▶ _Required work_
Filter the items below, keeping every line that contains the string "window".

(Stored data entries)
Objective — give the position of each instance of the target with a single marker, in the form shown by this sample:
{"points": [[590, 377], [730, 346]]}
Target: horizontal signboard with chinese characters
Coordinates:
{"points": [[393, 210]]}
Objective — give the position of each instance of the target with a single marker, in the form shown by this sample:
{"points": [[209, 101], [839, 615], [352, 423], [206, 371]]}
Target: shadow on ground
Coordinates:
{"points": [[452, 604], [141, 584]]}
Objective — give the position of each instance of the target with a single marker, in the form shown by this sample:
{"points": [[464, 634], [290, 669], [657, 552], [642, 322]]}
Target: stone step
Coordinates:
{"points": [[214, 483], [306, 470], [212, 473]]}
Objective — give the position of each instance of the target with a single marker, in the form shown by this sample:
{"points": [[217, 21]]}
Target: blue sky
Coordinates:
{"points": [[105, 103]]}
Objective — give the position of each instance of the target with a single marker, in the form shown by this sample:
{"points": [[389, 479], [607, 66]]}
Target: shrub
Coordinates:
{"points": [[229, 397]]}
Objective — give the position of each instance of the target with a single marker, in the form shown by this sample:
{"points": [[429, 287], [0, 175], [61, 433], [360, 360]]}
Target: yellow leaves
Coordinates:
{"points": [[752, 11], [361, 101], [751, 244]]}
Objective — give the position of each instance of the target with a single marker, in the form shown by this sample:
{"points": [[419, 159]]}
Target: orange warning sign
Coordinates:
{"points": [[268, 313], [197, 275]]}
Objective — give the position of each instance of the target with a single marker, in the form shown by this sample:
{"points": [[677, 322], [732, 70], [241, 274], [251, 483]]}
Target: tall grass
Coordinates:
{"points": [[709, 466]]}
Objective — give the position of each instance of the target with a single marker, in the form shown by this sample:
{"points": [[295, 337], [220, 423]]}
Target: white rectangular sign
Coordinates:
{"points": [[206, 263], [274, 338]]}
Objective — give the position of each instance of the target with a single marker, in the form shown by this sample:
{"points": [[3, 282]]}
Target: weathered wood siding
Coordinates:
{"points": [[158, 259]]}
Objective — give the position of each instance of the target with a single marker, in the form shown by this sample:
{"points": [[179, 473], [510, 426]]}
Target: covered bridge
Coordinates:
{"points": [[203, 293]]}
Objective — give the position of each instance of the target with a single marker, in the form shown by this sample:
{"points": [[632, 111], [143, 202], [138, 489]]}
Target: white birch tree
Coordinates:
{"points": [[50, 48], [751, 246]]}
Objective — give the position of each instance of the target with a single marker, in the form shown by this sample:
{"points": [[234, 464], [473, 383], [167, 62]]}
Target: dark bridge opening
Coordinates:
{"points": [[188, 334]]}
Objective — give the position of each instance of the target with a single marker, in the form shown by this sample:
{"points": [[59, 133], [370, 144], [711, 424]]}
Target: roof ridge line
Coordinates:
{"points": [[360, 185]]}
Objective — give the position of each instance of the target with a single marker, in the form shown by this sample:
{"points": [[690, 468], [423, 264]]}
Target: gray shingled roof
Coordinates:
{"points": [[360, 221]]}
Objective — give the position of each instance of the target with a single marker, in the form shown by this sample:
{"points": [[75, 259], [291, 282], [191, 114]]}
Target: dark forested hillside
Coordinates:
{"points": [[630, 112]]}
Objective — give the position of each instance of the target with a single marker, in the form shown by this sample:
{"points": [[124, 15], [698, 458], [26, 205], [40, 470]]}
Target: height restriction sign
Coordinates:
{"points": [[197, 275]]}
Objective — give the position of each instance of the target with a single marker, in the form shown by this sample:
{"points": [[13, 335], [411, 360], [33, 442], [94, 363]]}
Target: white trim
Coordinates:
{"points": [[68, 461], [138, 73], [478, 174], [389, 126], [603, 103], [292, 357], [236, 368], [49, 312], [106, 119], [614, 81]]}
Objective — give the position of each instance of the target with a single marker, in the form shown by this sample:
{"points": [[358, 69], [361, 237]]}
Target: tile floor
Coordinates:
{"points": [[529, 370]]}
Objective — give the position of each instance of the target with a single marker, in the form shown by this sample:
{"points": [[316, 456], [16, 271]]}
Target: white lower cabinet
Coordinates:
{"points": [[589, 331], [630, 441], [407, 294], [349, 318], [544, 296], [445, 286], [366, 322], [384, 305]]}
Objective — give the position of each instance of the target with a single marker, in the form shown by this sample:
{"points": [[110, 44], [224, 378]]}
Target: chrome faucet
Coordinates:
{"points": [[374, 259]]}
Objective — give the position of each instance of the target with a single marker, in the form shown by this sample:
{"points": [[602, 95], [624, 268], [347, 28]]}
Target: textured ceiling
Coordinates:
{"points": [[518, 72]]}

...

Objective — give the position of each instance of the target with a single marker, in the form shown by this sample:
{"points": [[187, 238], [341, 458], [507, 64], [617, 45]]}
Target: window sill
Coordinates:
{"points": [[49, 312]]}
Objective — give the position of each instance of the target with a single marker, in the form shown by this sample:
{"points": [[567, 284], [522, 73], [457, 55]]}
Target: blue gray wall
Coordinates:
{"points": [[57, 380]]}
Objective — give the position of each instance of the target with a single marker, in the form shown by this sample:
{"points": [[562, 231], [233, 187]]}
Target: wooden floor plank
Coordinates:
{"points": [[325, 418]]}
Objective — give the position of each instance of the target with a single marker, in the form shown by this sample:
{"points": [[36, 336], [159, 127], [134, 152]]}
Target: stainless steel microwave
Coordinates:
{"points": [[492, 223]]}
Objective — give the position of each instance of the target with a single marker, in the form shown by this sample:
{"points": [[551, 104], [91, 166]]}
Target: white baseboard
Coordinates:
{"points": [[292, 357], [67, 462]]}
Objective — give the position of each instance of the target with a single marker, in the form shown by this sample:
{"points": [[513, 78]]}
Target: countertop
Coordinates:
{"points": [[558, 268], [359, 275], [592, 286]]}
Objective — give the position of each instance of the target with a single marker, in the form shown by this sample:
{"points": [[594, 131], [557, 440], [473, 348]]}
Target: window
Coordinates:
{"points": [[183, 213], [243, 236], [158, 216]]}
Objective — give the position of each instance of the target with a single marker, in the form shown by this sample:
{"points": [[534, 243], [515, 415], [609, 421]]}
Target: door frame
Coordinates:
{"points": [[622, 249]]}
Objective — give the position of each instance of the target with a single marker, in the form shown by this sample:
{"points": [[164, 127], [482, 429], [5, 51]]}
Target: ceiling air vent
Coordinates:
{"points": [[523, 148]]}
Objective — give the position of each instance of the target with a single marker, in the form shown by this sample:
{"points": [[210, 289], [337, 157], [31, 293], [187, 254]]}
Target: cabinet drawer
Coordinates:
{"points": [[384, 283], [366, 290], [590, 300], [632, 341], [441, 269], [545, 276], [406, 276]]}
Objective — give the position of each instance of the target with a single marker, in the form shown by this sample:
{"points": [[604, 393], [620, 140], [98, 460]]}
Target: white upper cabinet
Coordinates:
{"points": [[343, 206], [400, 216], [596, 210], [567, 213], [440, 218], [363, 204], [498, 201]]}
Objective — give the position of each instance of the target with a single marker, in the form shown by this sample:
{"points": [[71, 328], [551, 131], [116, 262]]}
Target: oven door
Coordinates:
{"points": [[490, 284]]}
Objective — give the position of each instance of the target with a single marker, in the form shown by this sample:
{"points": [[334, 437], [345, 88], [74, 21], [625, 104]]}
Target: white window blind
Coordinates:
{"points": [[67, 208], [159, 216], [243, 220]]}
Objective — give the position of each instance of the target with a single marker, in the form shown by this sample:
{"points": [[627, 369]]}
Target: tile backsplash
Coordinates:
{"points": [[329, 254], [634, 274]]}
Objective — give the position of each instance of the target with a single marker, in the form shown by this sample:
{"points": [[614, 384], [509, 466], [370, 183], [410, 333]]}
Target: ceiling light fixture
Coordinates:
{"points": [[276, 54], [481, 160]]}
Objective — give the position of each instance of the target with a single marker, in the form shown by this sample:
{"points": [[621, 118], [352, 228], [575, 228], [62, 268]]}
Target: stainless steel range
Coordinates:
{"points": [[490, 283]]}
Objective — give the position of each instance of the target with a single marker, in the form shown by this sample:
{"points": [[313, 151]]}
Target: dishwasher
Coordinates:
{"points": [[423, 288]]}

▶ _Problem solution_
Target: window sill
Target: window
Target: white window blind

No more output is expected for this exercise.